Consigne:
Relevez toutes les notions que le texte sur la biographie, ci-dessous, place entre guillemets.

Texte cité:
Pratiquée depuis longtemps en France, à savoir depuis le siècle des Lumières, en passant par Proust avec son Contre Sainte-Beuve, la biographie est un genre auquel le milieu universitaire s’est montré réticent à cause de son statut intermédiaire entre pratique artistique et pratique critique. Aujourd’hui on peut affirmer que le genre biographique est une discipline qui attire de plus en plus l’attention des chercheurs et des lecteurs. Les travaux des années 80 de Gérard Genette, de Philippe Lejeune ou de Jean-Marie Schaeffer 1899 constituent des jalons précieux dans l’approche critique de la biographie. Mais surtout, nous signalons le travail récent, solide et passionnant, de Martine Boyer-Weimann, La Relation biographique. Enjeux contemporains 1900 , qui offre une analyse approfondie du genre biographique à partir de trois études de cas : Rimbaud, Colette et Malraux. On peut bien remarquer comment des notions telles que « brouillage de frontières », « vérité », « mise en récit », « mythographie », sans oublier l’embarras taxinomique propre à la biographie 1901 , composent le schéma principal des débats et des polémiques autour de la désignation d’une bonne ou d’une mauvaise biographie.

Données fournies:

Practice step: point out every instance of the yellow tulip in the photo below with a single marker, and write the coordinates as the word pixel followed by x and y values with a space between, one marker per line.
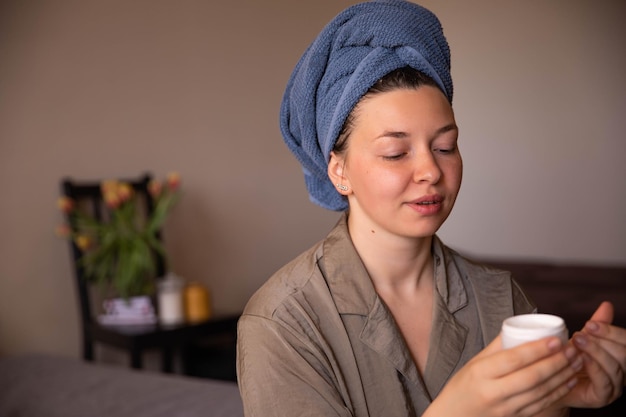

Réponse:
« brouillage de frontières », « vérité », « mise en récit », « mythographie »